*SHORT EXERCISE A*: Can you copy the rows below word for word, everything from the line containing "like [1334, 850]." down to the last of the rows?

RECENT COMMENTS
Newbille seeks to recognize Richmond City Promise Neighborhood Initiative
The agenda for Monday evening’s City Council city council meeting (PDF) includes a resolution sponsored by the 7th District’s Cynthia Newbille commending the Richmond City Promise Neighborhood Initiative (PDF) in their efforts to acquire a Promise Neighborhood grant.
The Richmond City Promise Neighborhood Planning Committee includes leaders from the Better Housing Coalition, Bon Secours Richmond Health System, City of Richmond, Communities in Schools of Richmond, East End Partnership with Families, Local Initiatives Support Corporation, Peter Paul Development Center, Richmond City Public Schools, RRHA, VCU, VCU Health Systems, YMCA of Greater Richmond, and others.
Based on the successes of the Harlem Children’s Zone (HCZ) (more on HCZ on This American Life), Promise Neighborhood grants are part of President Obama’s vision of “a new federal approach to America’s [urban] high-poverty areas”:
Successful strategies to address concentrated, intergenerational poverty are comprehensive in nature and address the full range obstacles that stand in the way of poor children. One highly- acclaimed model is the Harlem Children’s Zone in New York City, which provides a full network of services to entire needy neighborhoods from birth to college. By providing comprehensive supports to an entire community of low-income families, the Harlem Children’s Zone (HCZ) has made amazing progress over the last decade. […]
The sites for Promise Neighborhoods will be selected by the federal government after review of applications from cities in conjunction with their existing non-profit social service organizations and school districts. Prior to implementation of the Promise Neighborhoods, a comprehensive long-term business plan will be developed with neighborhood residents, local community organizations, local business, school districts, city and state governments, and economic development researchers. […]
Promise Neighborhoods will work with neighborhood organizations to provide:
- Counseling for new parents on goal-setting and proper care of infants and young children
- Early childhood education and high-quality child care
- Extended day and extended year school programs
- Safe and educational after-school programs for all resident children; programs will place a strong emphasis on cultivating meaningful parent involvement
- Crime prevention support programs that engage both young people and community residents to implement proven anti-crime activities
- Technology training to area youth and adults
- Job training and internship placement to resident youth by developing and maintaining strong ties to the region’s private sector
- Community health facilities that provide basic and preventative health care services and train residents on healthy living techniques, including proper nutrition, exercise and development of healthy living spaces
- Resources that strengthen families including family counselors and social workers and
anti-domestic violence programs- Financial counseling for entire families that includes emphasizing stable employment, personal savings and home ownership
- Effective leadership development training to ensure that Promise Neighborhood programs are sustainable and staffed by local residents.

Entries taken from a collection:
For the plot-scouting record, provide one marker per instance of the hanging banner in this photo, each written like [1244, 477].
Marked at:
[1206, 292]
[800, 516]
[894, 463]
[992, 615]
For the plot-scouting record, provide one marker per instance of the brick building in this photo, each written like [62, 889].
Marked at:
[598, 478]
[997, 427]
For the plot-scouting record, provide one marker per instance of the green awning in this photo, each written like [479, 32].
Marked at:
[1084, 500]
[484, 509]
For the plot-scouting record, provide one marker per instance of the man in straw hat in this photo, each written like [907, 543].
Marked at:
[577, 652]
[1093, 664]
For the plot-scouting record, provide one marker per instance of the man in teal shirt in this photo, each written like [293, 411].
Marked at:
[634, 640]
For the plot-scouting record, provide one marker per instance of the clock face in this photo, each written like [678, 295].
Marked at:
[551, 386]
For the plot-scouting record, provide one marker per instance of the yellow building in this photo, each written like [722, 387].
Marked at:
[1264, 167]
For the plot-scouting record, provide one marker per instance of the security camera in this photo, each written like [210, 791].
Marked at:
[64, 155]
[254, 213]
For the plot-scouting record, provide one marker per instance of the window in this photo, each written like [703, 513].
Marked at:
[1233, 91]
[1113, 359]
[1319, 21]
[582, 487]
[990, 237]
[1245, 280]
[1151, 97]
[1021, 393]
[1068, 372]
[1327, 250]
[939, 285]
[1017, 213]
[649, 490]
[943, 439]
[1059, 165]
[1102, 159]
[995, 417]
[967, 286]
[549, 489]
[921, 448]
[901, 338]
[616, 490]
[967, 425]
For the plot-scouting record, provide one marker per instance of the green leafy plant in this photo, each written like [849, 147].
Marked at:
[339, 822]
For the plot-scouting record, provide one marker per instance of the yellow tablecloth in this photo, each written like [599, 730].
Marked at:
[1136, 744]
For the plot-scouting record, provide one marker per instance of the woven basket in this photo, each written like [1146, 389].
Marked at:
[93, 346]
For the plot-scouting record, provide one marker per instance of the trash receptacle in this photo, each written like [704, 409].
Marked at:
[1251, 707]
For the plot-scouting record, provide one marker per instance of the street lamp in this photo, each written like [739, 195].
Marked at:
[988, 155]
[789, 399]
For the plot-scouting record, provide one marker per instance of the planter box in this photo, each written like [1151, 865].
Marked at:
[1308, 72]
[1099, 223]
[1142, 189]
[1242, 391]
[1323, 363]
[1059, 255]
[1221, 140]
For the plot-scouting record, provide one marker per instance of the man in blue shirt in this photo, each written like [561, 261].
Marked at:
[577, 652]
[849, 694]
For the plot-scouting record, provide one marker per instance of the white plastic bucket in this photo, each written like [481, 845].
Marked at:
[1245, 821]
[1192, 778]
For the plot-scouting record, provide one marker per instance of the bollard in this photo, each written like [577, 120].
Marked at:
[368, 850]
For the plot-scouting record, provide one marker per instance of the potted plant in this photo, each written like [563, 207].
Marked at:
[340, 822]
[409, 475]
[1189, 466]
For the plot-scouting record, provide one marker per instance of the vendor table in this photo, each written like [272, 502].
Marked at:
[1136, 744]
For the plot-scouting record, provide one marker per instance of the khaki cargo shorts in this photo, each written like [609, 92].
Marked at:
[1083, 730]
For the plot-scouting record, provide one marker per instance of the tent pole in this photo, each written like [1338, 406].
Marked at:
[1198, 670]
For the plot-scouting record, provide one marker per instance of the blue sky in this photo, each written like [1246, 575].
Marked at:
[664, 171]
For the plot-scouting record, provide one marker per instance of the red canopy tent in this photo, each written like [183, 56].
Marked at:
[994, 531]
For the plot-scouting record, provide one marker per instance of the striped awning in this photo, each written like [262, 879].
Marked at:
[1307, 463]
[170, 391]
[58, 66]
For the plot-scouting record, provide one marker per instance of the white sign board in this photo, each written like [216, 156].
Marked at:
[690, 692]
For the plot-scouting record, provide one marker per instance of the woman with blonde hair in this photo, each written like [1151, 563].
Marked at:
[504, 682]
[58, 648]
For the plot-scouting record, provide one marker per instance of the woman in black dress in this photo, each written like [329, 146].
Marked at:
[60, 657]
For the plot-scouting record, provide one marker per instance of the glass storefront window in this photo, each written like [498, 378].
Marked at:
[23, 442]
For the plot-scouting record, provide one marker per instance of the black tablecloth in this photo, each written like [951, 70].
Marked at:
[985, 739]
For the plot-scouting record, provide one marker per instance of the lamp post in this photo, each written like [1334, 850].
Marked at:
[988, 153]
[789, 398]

*SHORT EXERCISE B*: In three sentences, what does the article about the Richmond City Promise Neighborhood Initiative say?

*EXERCISE RESPONSE A*:
For the plot-scouting record, provide one marker per instance of the lamp post in this photo, each written like [1334, 850].
Marked at:
[988, 153]
[789, 398]

*EXERCISE RESPONSE B*: The agenda for Monday evening's City Council meeting includes a resolution, sponsored by the 7th District's Cynthia Newbille, commending the Richmond City Promise Neighborhood Initiative for its efforts to acquire a Promise Neighborhood grant. Based on the successes of the Harlem Children's Zone, Promise Neighborhood grants are part of President Obama's vision of a new federal approach to high-poverty areas, and the federal government will select sites after reviewing applications from cities working with their non-profit social service organizations and school districts. The neighborhoods will work with local organizations to provide services such as early childhood education, extended school programs, crime prevention, job training, community health facilities, family and financial counseling, and leadership development.